## Stated goal
Send back the records in full, character for character.

— Start of Record list —

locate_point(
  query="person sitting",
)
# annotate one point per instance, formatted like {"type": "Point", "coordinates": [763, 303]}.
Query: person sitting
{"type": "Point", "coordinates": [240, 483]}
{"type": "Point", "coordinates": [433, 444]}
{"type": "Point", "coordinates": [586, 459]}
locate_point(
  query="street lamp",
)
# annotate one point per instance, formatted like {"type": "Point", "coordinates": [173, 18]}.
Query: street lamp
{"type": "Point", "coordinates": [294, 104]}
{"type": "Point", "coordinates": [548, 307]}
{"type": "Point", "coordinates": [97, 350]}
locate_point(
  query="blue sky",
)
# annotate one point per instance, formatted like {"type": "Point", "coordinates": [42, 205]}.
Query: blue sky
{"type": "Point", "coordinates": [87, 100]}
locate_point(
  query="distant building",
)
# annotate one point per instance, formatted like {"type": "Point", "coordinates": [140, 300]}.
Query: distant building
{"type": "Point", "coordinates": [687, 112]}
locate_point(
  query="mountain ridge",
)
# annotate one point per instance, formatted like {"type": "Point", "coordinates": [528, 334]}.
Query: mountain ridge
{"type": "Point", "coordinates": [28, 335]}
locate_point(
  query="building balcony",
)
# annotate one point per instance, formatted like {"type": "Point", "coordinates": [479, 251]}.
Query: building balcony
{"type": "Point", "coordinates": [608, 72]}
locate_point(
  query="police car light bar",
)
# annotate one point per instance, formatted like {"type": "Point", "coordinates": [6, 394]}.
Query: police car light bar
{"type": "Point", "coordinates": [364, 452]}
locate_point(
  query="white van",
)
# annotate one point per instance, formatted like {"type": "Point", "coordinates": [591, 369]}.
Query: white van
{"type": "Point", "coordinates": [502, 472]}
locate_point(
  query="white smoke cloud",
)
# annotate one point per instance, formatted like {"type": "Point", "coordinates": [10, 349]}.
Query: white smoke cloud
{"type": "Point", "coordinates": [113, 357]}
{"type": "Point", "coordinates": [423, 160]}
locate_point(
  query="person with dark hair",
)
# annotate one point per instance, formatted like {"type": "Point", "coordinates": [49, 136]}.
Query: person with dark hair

— End of Record list —

## Task answer
locate_point(
  query="person sitting",
)
# annotate one point per instance, formatted like {"type": "Point", "coordinates": [763, 303]}.
Query: person sitting
{"type": "Point", "coordinates": [240, 483]}
{"type": "Point", "coordinates": [433, 444]}
{"type": "Point", "coordinates": [586, 459]}
locate_point(
  query="street lamp",
)
# annotate one point per instance, formatted like {"type": "Point", "coordinates": [173, 18]}.
Query: street lamp
{"type": "Point", "coordinates": [294, 104]}
{"type": "Point", "coordinates": [548, 307]}
{"type": "Point", "coordinates": [97, 350]}
locate_point(
  query="blue sky",
)
# annotate one point per instance, formatted like {"type": "Point", "coordinates": [42, 205]}.
Query: blue sky
{"type": "Point", "coordinates": [87, 100]}
locate_point(
  query="distant building",
)
# annotate one point per instance, formatted like {"type": "Point", "coordinates": [140, 300]}.
Query: distant building
{"type": "Point", "coordinates": [687, 112]}
locate_point(
  query="mountain ridge",
)
# annotate one point per instance, formatted like {"type": "Point", "coordinates": [528, 334]}.
Query: mountain ridge
{"type": "Point", "coordinates": [28, 335]}
locate_point(
  query="building balcony",
)
# annotate one point per instance, formatted like {"type": "Point", "coordinates": [479, 251]}.
Query: building balcony
{"type": "Point", "coordinates": [608, 72]}
locate_point(
  query="police car light bar",
)
# annotate one point per instance, formatted like {"type": "Point", "coordinates": [6, 394]}.
Query: police car light bar
{"type": "Point", "coordinates": [364, 452]}
locate_point(
  query="white van",
)
# annotate one point per instance, formatted like {"type": "Point", "coordinates": [591, 369]}.
Query: white van
{"type": "Point", "coordinates": [502, 472]}
locate_point(
  query="white smoke cloud",
)
# annotate one point per instance, formatted like {"type": "Point", "coordinates": [10, 349]}.
Query: white smoke cloud
{"type": "Point", "coordinates": [113, 357]}
{"type": "Point", "coordinates": [423, 160]}
locate_point(
  query="person with dark hair",
)
# annotate one point per instance, formatted like {"type": "Point", "coordinates": [49, 136]}.
Query: person with dark hair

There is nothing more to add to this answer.